EXERCISE DESCRIPTION » Copy the records verbatim, starting at the first line and ending at the line that contains "168L110 177V205H59L94 241L75", with both of those lines included.

INPUT DATA »
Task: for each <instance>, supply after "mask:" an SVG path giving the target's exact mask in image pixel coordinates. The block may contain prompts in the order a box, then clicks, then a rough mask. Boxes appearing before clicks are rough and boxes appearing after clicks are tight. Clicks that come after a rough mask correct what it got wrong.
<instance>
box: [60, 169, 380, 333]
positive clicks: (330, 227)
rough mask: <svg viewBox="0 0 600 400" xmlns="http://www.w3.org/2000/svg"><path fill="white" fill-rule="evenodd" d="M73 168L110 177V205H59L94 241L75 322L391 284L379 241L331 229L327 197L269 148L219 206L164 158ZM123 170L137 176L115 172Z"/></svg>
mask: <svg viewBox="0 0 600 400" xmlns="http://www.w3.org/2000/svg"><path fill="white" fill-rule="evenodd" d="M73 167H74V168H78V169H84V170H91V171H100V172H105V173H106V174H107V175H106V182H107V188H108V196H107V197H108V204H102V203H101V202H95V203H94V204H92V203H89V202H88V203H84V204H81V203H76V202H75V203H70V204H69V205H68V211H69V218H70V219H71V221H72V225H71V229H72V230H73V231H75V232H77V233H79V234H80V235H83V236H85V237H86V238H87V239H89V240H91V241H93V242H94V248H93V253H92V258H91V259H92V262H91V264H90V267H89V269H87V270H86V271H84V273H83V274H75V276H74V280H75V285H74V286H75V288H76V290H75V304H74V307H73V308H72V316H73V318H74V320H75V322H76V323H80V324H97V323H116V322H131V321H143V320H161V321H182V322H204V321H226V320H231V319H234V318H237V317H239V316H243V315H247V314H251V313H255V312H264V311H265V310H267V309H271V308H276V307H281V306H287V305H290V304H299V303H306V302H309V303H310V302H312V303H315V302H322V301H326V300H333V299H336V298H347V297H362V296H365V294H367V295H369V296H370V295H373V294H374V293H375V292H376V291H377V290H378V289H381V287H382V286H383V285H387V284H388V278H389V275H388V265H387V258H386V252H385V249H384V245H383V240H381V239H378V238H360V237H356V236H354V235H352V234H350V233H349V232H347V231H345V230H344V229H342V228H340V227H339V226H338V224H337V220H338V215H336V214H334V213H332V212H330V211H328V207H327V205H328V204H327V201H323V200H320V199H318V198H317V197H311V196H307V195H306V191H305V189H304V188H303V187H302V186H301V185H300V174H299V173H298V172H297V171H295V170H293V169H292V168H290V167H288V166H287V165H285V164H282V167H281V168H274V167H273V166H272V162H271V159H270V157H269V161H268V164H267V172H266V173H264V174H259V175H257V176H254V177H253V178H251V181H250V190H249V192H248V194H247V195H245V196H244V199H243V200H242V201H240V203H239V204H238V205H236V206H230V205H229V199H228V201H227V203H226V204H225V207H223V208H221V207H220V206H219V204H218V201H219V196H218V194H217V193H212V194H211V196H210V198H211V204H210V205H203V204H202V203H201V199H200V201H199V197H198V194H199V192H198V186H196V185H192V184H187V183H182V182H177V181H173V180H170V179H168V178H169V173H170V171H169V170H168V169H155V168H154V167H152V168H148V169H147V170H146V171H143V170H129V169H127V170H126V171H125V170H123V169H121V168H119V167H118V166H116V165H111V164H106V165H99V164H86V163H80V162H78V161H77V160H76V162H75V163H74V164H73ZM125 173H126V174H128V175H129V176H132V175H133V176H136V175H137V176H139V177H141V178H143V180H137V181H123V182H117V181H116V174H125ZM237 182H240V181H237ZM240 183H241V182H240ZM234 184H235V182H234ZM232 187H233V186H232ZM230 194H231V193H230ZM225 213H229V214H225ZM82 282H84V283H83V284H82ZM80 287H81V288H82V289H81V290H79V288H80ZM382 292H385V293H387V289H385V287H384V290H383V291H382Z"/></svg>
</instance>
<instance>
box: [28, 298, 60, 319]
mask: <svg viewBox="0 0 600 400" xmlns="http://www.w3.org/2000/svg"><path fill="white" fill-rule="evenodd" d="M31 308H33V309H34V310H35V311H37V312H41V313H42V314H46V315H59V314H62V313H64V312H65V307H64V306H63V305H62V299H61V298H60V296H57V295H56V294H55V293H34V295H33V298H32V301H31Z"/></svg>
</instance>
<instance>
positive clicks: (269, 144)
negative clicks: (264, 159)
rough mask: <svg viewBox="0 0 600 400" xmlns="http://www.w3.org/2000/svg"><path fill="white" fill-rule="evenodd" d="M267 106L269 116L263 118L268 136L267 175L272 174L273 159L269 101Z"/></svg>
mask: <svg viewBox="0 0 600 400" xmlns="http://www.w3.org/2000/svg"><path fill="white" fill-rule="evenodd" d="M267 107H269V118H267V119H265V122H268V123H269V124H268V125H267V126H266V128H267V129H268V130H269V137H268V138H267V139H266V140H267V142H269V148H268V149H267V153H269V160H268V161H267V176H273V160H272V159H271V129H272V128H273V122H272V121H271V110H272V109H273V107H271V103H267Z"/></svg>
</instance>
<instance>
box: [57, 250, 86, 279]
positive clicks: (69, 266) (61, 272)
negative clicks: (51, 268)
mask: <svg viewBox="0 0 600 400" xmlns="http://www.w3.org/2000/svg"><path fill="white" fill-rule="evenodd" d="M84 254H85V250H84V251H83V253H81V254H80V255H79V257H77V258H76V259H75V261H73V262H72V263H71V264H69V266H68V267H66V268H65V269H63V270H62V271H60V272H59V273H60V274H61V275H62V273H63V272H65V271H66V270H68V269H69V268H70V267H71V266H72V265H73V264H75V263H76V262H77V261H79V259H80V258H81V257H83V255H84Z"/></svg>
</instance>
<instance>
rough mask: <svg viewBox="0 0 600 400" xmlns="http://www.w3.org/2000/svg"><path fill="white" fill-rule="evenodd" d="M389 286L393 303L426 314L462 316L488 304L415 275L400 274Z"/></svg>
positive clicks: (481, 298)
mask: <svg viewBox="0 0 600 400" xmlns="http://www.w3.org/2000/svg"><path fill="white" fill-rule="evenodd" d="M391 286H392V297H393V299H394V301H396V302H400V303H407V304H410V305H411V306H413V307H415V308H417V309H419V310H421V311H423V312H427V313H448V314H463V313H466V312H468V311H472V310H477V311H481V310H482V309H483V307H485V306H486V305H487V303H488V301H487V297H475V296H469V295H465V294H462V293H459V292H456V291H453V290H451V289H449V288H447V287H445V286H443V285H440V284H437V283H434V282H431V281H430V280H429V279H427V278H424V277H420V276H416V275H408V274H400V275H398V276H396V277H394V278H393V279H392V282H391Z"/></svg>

TASK RESULT »
Task: for each <instance>, supply after "mask:" an SVG path giving the target's exact mask in image pixel coordinates. The block may contain prompts in the order a box, then clicks, then a rough mask. Boxes appearing before clicks are rough and boxes appearing after clicks are tight. Clicks that come after a rough mask correct what it got wrong.
<instance>
box: [60, 169, 380, 333]
positive clicks: (330, 227)
rough mask: <svg viewBox="0 0 600 400" xmlns="http://www.w3.org/2000/svg"><path fill="white" fill-rule="evenodd" d="M73 168L110 177V205H59L94 241L75 322L391 284L379 241L331 229L327 197L269 148L219 206L164 158ZM123 170L137 176L115 172Z"/></svg>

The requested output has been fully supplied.